Miało być tak pięknie, część 2. Transfery

Sezon 2022/2023 uważam za zamknięty, więc pora na podsumowanie zawodników i oceny ruchów transferowych naszych włodarzy. Zaznaczam, że jest to moja ocena i każdy ma prawo się ze mną zgodzić lub nie. Dlatego zapraszam do dyskusji. Piszcie komentarze o swoich odczuciach, o konkretnych zawodnikach czy klubowych ruchach transferowych, które zrobiły na Was dobre wrażenie bądź nie. Ocenę zawodników przygotowałem w oparciu o formacje na boisku na jakich występują.

Sokratis Dioudis bramkarz kozak i z przebiegu sezonu można stwierdzić, że Warzycha podsuwając go trenerowi Fornalikowi przyczynił się do dobrej promocji tego golkipera. Na początku byłem sceptycznie nastawiony do tego transferu, ale to z jednego powodu, a w sumie to z dwóch. Po pierwsze, bramkarz nie grał i przychodził oficjalnie na jedną rundę, więc tak naprawdę miał się odbudować i iść dalej w świat, co z punktu transferowego i finansowego nie miało sensu. Po drugie mamy Kacpra Bieszczada, któremu mocno kibicuje i liczę na jego rozwój, ale musi grać, musi mieć wsparcie i zaufanie trenerów i kolegów. W trakcie sezonu Diodis podkreślał, że raczej jest tu na chwilę, być może zmienił teraz swoje podejście, a klub chciałby go zatrzymać. Otrzymał propozycję nowego kontraktu, ale czy ją przyjmie to pokażą najbliższe tygodnie.

· · · · · · ·

→ **Polecenie A**: Jaką propozycję otrzymał Sokratis Dioudis według tekstu o transferach?
→ **Polecenie B**: Przepisz, proszę, fragment tekstu o transferach od słów "Sezon 2022/2023 uważam" aż do słów "na jakich występują." włącznie, zastępując "moja ocena" wyrażeniem "moja opinia".

[Rekordy danych]
· · · · · · ·

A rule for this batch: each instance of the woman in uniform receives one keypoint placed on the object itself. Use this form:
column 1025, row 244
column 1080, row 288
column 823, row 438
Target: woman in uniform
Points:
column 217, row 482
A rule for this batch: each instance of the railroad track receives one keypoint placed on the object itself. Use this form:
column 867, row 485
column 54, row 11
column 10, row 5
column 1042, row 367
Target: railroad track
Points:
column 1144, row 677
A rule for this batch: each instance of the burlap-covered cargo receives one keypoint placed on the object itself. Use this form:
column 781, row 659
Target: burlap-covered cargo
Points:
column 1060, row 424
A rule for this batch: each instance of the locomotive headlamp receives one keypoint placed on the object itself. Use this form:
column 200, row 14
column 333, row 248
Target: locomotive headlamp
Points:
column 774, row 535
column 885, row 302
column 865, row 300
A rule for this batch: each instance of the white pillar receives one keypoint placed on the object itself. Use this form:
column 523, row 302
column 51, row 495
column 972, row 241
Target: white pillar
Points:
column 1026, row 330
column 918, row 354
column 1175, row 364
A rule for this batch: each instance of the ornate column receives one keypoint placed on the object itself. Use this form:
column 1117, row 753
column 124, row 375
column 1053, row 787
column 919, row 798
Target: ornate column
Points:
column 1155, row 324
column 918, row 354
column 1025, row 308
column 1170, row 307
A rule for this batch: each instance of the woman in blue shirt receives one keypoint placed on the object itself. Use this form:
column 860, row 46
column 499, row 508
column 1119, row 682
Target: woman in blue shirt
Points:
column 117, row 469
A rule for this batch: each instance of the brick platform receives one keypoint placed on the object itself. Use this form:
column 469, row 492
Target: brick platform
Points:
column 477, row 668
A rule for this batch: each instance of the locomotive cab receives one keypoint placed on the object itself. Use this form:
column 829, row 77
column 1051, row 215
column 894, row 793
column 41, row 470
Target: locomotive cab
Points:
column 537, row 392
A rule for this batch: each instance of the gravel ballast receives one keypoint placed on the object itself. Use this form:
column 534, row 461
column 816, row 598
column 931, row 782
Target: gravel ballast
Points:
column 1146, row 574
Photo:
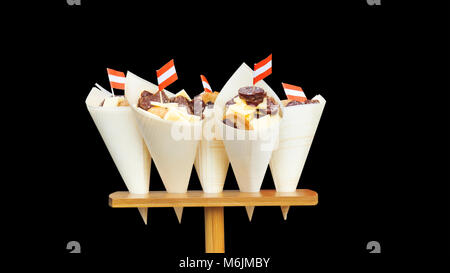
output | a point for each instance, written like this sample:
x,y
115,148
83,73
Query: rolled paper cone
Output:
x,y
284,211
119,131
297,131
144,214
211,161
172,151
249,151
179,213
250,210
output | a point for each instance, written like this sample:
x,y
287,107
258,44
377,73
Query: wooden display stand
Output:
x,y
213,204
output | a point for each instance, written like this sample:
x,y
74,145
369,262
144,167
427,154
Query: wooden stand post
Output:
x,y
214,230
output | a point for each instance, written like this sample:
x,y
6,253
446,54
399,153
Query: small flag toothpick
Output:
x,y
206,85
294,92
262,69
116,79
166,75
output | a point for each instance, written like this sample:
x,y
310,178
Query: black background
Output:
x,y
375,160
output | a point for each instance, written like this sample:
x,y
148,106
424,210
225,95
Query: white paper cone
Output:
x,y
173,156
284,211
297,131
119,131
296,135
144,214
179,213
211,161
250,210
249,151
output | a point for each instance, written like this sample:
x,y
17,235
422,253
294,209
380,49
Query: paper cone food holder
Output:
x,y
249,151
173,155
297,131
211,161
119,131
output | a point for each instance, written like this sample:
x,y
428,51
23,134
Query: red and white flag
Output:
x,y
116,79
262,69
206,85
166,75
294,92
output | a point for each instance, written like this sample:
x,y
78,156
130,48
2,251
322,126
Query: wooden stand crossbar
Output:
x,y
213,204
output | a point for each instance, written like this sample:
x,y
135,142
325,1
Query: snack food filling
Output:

· · · · · · ·

→ **Wynik zadania A**: Propozycję nowego kontraktu.

→ **Wynik zadania B**:
Sezon 2022/2023 uważam za zamknięty, więc pora na podsumowanie zawodników i oceny ruchów transferowych naszych włodarzy. Zaznaczam, że jest to moja opinia i każdy ma prawo się ze mną zgodzić lub nie. Dlatego zapraszam do dyskusji. Piszcie komentarze o swoich odczuciach, o konkretnych zawodnikach czy klubowych ruchach transferowych, które zrobiły na Was dobre wrażenie bądź nie. Ocenę zawodników przygotowałem w oparciu o formacje na boisku na jakich występują.